GIVEN INFORMATION
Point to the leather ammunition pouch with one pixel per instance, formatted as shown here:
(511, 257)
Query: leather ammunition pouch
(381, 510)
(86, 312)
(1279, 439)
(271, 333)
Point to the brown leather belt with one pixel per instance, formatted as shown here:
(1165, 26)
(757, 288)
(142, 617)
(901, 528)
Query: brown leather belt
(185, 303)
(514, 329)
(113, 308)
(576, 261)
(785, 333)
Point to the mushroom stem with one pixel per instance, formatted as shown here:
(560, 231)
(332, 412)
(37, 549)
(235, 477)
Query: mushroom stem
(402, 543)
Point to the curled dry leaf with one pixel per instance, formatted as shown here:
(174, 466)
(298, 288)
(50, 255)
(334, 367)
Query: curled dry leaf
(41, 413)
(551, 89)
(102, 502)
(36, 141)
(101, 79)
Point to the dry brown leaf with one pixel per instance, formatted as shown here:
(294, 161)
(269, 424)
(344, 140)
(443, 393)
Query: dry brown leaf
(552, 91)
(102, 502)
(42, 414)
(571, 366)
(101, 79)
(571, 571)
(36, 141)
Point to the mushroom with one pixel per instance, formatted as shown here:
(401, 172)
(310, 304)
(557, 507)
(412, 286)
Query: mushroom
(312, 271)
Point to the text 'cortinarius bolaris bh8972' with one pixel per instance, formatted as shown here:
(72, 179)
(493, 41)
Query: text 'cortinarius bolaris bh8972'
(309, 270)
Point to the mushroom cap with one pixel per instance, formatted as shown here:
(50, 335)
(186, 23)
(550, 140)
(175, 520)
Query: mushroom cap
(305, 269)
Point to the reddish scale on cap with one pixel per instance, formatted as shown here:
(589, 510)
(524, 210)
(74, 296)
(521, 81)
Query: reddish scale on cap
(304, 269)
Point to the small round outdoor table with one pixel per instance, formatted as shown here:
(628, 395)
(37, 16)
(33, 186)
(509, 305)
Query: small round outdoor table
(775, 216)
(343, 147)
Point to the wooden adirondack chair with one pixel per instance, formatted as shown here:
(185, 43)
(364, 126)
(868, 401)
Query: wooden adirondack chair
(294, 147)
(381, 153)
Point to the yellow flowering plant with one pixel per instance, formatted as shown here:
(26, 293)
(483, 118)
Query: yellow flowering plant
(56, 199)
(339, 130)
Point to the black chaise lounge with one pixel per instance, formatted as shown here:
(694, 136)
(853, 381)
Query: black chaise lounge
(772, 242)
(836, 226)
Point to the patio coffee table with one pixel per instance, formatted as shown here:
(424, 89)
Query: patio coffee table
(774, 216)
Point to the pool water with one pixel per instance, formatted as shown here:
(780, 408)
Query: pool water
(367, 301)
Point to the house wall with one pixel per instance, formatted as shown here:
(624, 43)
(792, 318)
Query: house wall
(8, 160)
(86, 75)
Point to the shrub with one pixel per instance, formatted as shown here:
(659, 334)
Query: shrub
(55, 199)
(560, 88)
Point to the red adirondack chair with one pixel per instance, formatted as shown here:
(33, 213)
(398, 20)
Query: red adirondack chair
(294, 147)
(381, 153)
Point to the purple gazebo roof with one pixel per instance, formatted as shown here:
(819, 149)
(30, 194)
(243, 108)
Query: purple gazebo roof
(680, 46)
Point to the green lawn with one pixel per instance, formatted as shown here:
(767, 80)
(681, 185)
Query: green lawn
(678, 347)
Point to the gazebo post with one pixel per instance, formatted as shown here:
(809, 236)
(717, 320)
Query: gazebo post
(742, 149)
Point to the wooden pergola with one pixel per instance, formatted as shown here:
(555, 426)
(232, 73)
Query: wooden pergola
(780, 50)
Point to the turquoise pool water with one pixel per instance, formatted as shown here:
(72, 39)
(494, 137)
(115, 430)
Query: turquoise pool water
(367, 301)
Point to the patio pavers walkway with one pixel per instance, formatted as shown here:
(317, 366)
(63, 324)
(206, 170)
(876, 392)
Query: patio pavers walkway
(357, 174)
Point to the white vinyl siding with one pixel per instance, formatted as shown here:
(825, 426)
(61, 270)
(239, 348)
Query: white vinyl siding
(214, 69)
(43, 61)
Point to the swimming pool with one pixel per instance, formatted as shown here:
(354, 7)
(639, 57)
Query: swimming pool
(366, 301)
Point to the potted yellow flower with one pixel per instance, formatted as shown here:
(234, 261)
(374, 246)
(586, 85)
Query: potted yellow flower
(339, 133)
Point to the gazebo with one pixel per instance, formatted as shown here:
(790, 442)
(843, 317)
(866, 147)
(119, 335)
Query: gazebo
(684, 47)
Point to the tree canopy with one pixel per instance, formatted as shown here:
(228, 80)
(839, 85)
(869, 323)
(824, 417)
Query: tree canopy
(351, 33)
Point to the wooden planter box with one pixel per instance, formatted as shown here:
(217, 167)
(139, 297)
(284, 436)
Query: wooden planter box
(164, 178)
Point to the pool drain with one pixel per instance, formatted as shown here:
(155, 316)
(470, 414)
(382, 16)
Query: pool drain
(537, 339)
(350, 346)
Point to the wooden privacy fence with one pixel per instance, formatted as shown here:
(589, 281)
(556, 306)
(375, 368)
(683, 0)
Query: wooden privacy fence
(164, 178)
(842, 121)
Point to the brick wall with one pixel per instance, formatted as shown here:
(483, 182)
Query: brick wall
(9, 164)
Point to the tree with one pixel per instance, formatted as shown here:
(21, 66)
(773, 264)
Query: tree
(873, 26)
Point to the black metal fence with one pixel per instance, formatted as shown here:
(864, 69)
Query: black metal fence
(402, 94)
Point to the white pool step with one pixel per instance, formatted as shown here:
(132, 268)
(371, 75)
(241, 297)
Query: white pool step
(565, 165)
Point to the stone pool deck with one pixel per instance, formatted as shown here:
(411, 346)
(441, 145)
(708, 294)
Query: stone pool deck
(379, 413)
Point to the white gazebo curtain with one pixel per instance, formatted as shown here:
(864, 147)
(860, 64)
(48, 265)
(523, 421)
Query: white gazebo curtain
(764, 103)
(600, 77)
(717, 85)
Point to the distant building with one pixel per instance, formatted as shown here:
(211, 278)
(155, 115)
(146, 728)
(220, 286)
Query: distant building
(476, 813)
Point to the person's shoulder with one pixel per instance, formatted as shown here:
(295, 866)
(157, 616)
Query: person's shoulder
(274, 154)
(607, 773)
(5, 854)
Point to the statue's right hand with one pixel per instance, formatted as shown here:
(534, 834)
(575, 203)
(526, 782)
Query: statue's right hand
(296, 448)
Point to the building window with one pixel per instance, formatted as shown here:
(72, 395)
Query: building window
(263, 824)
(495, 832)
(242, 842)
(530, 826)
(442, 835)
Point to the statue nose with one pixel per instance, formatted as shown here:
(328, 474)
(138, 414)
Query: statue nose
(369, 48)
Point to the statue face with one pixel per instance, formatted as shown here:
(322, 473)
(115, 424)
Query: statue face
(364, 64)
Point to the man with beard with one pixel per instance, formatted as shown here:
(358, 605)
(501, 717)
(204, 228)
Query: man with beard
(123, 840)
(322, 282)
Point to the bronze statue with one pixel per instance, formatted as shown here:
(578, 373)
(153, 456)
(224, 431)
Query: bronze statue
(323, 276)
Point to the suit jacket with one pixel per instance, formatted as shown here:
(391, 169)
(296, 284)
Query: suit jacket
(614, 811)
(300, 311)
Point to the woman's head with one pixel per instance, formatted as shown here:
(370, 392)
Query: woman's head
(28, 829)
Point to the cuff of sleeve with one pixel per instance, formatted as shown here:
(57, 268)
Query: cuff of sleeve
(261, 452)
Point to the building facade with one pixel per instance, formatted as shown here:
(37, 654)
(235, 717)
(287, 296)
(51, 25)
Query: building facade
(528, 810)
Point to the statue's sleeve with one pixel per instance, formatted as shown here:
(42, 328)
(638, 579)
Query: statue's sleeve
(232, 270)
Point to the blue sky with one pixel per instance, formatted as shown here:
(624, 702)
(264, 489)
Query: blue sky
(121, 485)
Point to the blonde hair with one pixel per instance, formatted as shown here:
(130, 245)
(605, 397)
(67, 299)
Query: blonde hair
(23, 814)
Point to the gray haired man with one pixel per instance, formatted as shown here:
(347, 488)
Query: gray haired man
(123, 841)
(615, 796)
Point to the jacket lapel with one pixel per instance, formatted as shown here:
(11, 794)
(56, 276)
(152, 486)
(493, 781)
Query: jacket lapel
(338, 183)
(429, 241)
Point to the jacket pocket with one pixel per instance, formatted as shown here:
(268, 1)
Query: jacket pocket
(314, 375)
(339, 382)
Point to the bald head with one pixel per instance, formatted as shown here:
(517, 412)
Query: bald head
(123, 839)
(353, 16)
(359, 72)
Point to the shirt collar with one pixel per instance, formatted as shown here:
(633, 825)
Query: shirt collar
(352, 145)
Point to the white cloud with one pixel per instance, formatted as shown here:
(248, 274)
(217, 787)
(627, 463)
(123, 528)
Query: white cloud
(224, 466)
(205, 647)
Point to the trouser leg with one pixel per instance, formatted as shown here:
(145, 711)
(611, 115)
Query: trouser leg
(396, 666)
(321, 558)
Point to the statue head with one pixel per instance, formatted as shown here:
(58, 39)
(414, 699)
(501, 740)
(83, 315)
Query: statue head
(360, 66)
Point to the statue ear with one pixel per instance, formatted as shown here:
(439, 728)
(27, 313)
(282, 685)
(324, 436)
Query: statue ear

OBJECTIVE
Rewrite everything from the line containing "Point to the statue ear" down to the end of the data, changing "statue ear" to "statue nose" and leaving the rest unchanged.

REPLY
Point to the statue nose with one pixel per instance, formatted as shown here:
(439, 728)
(27, 313)
(282, 685)
(324, 436)
Query: statue nose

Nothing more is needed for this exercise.